WHAT TO DO:
Can you write out the whole listing exactly?

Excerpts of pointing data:
-- BEGIN --

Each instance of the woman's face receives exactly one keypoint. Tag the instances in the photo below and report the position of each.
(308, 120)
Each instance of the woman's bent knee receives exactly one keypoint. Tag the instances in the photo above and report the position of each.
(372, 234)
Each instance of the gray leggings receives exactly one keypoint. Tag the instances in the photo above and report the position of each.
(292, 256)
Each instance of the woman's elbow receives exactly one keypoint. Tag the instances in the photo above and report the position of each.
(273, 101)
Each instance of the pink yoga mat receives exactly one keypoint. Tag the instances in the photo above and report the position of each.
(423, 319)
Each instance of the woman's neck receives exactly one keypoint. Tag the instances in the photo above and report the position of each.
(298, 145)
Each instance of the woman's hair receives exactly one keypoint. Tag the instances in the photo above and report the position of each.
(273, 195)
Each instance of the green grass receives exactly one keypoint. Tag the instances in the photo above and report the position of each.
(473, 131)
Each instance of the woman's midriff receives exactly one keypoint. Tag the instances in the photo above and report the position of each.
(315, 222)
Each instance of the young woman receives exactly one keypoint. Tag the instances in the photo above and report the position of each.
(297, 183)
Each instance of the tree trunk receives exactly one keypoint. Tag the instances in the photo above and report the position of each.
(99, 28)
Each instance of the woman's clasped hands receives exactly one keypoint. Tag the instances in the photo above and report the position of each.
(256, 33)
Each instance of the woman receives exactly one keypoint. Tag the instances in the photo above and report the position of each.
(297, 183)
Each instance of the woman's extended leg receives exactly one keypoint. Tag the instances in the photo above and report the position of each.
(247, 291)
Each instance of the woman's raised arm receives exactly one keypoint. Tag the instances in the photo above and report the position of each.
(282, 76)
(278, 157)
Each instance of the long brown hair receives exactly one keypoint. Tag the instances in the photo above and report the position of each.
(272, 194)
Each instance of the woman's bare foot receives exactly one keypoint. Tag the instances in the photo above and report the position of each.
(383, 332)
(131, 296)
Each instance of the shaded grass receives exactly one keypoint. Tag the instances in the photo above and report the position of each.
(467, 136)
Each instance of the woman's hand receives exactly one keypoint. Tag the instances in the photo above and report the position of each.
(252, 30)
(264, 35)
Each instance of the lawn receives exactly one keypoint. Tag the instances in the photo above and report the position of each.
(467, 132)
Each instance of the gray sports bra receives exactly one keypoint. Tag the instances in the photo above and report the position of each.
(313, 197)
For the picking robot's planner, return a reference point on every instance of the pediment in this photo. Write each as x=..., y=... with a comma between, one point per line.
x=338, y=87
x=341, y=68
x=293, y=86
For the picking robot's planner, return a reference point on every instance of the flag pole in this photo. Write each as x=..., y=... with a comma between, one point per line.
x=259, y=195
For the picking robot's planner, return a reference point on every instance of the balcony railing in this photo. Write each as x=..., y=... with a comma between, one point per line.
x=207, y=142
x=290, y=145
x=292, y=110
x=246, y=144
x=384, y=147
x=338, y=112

-- END --

THE RESPONSE:
Each instance of the woman's face receives exactly one keypoint. Tag the instances in the photo below and report the position of each.
(308, 120)
Each instance of the woman's bent knee receives exactly one keypoint. Tag the instances in the photo above and report the position of each.
(372, 234)
Each instance of the gray leggings receives exactly one keypoint. Tag the instances in the photo above and report the position of each.
(292, 256)
Each instance of the woman's elbow receives exactly one keypoint. Tag the instances in the photo above and report the position of each.
(273, 101)
Each instance of the pink yoga mat receives exactly one keypoint. Tag the instances in the photo above and report the position of each.
(423, 319)
Each instance of the woman's neck receives exactly one keypoint. Tag the instances in the photo above and report the position of each.
(298, 145)
Each instance of the woman's hair receives exactly one keypoint. Tag the instances in the photo above and report the position of each.
(273, 195)
Each instance of the green grass receives exactly one keypoint. Tag the instances in the photo above and report the position of each.
(473, 131)
Each instance of the woman's midriff receives exactly one keypoint. Tag the instances in the photo above and report the position of each.
(315, 222)
Each instance of the young woman receives exactly one keypoint. Tag the instances in the photo above and report the position of each.
(297, 183)
Each instance of the tree trunk receives exactly one keypoint. Tag the instances in the photo above and report the position of each.
(99, 28)
Each instance of the woman's clasped hands receives exactly one keypoint. Tag the instances in the photo above and report the position of each.
(256, 33)
Each instance of the woman receives exactly one keypoint. Tag the instances in the photo above and report the position of each.
(297, 183)
Each instance of the woman's extended leg receives exactly one keypoint. Tag the instances in the photo above and report the position of each.
(247, 291)
Each instance of the woman's raised arm receives exactly one keypoint. Tag the instances in the photo above and report the position of each.
(282, 76)
(278, 157)
Each instance of the long brown hair receives exactly one keypoint. Tag the instances in the photo above and report the position of each.
(272, 194)
Each instance of the woman's bare foot receives exactly one keypoint. Tag the instances in the photo above and report the position of each.
(383, 332)
(131, 296)
Each instance of the shaded grass receives exactly one keypoint. Tag the instances in the photo above and report the position of each.
(467, 136)
Each instance of the woman's hand receives exactly one keypoint. Tag the instances in the photo above and report the position of each.
(252, 30)
(264, 35)
Each instance of the lawn receives exactly one keypoint. Tag the instances in the photo above and report the position of each.
(467, 132)
Each instance of the gray sports bra receives exactly one keypoint. Tag the instances in the photo above and report the position of each.
(313, 197)
For the picking robot's planner, return a reference point on every instance of the pediment in this photo. Write each as x=..., y=... with a comma between, one point per line.
x=338, y=87
x=341, y=68
x=293, y=86
For the picking robot's planner, return a reference point on every instance of the flag pole in this photo. Write each as x=..., y=... with a comma between, one point per line.
x=259, y=195
For the picking robot's planner, return a reference point on every instance of the balcony railing in this photo. Write each as x=..., y=... with a comma between, one point per line.
x=207, y=142
x=290, y=145
x=292, y=110
x=246, y=144
x=384, y=147
x=338, y=112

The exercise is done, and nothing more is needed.